PROBLEM DETAILS:
The lines below may contain the word "concrete". Please count those that do and give the number alone.

Records contained in a dataset
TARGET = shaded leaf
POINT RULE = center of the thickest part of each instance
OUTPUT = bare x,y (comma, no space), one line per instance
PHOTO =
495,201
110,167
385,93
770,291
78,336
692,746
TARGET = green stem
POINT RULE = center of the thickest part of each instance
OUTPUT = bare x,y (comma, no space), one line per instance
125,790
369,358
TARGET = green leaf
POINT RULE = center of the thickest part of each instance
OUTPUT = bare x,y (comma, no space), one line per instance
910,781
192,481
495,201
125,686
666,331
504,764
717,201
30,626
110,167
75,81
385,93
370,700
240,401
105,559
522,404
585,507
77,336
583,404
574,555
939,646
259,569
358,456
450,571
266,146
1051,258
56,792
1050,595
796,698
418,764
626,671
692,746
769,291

...

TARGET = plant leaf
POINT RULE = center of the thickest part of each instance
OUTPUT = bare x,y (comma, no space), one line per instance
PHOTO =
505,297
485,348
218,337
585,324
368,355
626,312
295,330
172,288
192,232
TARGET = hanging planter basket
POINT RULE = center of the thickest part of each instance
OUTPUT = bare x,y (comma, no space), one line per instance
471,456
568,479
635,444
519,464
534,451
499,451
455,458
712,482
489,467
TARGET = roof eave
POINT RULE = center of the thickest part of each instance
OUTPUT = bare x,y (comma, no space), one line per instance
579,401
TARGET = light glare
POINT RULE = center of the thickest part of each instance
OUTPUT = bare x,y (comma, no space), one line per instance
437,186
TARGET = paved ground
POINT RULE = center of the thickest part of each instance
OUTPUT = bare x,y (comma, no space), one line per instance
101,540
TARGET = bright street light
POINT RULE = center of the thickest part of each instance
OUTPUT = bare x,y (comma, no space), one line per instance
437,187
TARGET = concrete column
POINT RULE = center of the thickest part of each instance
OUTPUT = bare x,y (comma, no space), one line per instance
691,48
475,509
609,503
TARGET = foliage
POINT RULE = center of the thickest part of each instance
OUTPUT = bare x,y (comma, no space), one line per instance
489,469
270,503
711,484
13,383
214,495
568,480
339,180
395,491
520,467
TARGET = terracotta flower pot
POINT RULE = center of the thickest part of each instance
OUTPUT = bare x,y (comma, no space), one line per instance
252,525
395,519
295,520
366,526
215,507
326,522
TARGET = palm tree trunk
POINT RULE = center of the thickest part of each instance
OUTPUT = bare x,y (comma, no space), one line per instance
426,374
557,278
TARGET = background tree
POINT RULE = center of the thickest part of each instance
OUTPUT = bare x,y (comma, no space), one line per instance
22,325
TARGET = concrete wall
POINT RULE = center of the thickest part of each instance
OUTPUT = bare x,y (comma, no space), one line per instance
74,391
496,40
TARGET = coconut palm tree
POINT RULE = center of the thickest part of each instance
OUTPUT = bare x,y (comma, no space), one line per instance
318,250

RESULT:
2